Task requirements: Rewrite the stretch from the start of the records through the line containing "(1113, 304)", swapping "silhouette" for "outline" and leaving everything else as it stands.
begin Record excerpts
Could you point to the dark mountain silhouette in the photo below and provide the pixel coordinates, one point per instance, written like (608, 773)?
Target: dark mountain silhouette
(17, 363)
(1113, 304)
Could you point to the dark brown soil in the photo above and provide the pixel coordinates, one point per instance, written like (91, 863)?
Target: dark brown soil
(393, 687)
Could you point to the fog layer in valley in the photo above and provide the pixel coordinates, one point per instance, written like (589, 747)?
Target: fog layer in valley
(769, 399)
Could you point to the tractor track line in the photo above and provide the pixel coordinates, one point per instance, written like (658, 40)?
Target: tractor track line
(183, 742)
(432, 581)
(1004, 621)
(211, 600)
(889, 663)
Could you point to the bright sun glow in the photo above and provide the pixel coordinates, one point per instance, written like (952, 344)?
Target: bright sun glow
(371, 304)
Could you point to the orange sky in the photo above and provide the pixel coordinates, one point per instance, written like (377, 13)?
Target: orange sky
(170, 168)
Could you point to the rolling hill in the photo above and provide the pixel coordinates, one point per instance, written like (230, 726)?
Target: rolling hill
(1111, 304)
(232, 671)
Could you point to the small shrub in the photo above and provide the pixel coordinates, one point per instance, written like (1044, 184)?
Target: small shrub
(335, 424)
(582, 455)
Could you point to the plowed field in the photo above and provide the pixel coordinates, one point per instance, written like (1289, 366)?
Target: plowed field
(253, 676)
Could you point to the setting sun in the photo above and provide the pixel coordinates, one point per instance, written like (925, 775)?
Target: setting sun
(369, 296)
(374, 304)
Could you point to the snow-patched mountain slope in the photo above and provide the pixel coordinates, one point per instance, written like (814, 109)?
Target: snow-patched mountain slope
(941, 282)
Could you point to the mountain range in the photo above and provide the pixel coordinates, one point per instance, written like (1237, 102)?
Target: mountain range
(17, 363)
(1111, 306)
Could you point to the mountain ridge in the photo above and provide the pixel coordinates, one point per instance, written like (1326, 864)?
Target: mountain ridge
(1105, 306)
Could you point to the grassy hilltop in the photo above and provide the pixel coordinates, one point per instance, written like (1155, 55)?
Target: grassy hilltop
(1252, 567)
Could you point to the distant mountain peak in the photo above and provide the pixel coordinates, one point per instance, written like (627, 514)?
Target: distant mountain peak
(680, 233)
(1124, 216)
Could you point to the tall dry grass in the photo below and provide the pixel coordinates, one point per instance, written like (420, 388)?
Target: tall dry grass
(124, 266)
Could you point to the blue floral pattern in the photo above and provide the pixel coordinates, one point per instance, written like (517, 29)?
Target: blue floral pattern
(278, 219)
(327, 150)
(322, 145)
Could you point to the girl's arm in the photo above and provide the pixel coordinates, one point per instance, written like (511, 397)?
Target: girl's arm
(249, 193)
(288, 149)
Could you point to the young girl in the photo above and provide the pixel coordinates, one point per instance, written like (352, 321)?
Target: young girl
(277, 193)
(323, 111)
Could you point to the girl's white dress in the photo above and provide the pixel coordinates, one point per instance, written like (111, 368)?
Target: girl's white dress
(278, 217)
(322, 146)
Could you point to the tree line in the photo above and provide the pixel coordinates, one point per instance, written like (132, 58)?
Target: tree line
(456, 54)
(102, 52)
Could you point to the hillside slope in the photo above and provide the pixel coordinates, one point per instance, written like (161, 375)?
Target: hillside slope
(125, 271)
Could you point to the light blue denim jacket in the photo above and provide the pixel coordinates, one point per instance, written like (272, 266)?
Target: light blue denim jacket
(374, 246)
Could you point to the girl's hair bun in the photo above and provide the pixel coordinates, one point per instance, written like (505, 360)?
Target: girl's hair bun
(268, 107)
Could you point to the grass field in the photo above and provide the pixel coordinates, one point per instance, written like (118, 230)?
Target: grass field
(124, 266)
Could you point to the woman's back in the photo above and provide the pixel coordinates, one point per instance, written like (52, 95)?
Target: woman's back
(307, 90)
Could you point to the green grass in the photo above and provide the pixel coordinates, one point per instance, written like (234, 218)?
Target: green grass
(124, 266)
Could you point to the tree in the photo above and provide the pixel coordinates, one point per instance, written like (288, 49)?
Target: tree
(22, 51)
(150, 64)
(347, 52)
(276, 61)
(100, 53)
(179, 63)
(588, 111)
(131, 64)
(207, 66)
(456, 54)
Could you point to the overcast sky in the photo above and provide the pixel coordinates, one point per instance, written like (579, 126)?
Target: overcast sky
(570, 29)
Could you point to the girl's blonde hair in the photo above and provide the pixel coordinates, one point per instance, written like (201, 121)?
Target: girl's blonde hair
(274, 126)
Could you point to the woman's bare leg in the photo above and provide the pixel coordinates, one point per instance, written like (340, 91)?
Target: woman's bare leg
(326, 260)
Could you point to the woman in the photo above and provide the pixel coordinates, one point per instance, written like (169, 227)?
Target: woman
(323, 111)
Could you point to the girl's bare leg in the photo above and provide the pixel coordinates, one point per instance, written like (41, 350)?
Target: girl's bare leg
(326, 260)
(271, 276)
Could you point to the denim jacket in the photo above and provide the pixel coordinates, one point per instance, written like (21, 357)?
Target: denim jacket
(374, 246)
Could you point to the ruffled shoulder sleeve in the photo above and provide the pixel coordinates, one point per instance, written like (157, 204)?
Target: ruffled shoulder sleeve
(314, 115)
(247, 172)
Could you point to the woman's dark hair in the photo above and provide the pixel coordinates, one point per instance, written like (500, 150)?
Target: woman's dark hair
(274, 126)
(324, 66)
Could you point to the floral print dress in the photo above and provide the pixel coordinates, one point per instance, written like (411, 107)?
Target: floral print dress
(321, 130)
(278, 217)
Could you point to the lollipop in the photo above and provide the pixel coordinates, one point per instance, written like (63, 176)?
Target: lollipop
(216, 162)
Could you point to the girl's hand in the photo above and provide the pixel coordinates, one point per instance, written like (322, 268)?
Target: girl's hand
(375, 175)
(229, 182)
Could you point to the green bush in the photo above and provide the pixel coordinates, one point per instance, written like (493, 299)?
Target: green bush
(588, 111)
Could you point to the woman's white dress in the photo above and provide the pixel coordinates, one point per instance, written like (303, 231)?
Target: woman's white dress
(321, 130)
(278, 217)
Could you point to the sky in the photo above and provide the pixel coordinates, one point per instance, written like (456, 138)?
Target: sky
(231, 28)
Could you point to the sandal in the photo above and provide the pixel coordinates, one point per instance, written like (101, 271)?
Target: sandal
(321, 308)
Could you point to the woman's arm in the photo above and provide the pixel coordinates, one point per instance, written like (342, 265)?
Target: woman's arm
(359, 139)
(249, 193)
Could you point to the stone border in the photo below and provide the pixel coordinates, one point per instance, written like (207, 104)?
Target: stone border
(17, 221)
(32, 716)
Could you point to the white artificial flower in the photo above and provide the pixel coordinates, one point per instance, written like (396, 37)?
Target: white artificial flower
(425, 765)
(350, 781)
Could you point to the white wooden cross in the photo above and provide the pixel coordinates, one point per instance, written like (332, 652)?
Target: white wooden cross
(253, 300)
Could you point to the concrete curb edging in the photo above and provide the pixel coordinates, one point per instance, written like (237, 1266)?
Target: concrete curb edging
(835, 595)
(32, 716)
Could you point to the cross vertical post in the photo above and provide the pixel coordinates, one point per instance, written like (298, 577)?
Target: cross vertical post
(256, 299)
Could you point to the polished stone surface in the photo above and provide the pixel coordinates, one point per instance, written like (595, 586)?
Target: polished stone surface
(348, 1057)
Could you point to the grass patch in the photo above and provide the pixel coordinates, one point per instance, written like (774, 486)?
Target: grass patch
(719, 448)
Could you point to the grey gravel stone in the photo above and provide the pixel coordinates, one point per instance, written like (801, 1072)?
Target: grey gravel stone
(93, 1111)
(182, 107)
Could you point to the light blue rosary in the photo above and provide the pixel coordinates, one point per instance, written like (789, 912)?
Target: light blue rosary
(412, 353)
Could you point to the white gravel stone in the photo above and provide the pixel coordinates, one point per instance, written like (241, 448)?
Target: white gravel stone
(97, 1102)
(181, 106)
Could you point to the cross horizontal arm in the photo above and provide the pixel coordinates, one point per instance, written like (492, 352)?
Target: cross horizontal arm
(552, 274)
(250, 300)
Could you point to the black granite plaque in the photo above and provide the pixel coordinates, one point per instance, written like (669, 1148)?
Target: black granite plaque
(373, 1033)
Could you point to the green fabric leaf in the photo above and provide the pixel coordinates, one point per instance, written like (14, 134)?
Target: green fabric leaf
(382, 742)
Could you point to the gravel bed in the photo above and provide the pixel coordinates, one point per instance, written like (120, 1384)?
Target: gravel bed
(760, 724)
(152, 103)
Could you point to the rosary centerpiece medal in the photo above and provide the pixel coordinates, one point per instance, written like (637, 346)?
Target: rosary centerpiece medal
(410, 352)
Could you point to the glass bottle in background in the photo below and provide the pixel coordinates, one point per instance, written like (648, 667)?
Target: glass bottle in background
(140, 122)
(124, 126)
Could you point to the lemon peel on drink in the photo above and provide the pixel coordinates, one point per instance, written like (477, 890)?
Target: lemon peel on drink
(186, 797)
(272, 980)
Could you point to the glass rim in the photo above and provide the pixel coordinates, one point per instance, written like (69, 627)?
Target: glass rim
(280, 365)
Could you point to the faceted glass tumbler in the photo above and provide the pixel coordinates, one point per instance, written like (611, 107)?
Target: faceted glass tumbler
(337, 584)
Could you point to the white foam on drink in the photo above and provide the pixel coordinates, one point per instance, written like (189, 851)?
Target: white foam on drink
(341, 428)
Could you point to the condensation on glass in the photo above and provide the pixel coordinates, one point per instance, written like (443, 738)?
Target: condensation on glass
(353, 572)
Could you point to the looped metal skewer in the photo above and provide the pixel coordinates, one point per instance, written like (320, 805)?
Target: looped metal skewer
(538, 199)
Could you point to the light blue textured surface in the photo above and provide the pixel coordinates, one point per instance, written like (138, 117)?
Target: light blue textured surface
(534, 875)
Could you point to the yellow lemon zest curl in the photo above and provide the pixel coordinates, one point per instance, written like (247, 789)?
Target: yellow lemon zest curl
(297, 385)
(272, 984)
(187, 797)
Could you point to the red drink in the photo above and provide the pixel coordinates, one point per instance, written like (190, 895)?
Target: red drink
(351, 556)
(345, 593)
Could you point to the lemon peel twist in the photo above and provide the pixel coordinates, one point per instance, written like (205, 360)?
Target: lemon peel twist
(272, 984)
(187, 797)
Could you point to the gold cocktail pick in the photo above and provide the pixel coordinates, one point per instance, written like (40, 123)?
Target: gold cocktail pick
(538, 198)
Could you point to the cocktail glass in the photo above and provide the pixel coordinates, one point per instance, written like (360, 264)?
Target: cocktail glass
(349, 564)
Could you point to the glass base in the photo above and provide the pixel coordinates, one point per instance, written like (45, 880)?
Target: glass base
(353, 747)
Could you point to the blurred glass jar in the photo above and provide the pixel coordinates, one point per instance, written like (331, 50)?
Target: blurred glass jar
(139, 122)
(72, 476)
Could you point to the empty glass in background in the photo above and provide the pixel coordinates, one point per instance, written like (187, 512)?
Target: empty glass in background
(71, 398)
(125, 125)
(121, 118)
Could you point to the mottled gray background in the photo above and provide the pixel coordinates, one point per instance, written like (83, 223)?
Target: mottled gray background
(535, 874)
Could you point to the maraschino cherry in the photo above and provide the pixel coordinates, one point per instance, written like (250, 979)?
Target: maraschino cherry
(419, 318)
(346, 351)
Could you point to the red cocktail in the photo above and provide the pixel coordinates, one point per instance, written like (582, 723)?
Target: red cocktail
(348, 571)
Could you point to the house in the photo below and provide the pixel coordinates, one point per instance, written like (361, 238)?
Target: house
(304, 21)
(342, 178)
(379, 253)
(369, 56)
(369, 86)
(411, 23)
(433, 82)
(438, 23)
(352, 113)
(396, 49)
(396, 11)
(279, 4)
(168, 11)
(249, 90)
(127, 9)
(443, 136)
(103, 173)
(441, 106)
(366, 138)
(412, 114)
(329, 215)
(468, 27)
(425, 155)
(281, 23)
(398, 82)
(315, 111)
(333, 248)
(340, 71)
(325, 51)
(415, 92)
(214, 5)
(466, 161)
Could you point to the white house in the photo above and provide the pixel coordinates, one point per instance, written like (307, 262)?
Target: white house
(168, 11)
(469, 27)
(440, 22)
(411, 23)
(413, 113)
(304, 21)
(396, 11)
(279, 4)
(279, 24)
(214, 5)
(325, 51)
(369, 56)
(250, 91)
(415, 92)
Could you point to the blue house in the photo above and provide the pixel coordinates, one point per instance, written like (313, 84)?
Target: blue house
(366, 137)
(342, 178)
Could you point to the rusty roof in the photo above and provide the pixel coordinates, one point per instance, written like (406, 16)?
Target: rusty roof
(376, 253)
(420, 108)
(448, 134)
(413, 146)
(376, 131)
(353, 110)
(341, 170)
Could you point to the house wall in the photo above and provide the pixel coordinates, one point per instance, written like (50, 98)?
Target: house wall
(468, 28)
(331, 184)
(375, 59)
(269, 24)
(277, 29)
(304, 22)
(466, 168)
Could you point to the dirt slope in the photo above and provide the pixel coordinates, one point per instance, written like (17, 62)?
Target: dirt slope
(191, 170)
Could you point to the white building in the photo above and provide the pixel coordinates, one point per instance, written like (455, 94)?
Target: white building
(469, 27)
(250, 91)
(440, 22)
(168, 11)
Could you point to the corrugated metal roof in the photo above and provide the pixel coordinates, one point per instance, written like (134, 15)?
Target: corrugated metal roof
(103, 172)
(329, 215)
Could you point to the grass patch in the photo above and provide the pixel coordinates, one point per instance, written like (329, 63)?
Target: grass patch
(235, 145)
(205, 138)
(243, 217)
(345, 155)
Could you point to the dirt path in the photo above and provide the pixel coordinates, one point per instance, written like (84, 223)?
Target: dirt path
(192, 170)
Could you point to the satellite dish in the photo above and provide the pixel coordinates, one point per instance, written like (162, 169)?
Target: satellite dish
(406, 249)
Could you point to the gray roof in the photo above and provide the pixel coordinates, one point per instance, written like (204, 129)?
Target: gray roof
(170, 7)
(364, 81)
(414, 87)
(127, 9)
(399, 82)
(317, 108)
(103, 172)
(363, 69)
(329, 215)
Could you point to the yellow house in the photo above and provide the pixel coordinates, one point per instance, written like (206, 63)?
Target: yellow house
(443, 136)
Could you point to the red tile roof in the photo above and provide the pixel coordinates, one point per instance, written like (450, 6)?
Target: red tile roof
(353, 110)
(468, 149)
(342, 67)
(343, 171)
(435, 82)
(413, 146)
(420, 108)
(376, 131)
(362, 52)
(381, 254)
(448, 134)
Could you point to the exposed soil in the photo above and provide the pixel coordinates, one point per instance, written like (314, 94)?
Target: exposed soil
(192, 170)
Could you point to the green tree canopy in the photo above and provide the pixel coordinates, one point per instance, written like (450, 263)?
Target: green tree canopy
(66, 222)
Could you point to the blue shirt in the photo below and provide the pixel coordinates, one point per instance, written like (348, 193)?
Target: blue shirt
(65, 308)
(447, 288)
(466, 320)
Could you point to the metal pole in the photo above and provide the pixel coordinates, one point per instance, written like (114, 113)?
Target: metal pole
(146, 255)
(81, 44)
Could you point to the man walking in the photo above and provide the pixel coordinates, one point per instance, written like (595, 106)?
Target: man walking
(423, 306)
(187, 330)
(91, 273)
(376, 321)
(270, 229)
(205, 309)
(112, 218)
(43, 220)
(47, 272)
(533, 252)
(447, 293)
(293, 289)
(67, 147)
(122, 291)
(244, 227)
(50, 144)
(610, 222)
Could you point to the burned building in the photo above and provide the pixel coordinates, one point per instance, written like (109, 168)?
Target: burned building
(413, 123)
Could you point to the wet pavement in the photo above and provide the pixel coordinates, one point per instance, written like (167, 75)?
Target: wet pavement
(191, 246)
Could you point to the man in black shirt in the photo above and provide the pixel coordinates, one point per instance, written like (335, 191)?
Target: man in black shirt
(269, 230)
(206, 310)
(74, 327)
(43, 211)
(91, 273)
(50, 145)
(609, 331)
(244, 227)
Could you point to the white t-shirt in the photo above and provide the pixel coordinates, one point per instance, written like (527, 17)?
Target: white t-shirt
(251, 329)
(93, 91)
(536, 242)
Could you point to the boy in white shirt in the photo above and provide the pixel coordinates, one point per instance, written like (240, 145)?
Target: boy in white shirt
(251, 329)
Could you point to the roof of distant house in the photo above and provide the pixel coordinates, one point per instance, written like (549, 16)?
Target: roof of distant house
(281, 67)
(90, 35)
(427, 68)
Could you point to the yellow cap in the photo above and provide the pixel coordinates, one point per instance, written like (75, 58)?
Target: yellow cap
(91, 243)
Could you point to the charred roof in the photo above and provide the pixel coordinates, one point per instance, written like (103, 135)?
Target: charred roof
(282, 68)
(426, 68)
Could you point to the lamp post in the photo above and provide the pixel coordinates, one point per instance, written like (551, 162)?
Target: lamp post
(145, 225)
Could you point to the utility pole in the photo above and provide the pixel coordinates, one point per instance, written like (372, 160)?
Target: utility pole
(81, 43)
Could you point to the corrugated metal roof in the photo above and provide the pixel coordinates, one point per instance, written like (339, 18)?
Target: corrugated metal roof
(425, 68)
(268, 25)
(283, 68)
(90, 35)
end Record excerpts
Reply to the task:
Could you point to the dark mountain outline in the photo below and provide the pixel coordinates, one point per instance, written like (608, 773)?
Target: dark mountain outline
(17, 363)
(1113, 304)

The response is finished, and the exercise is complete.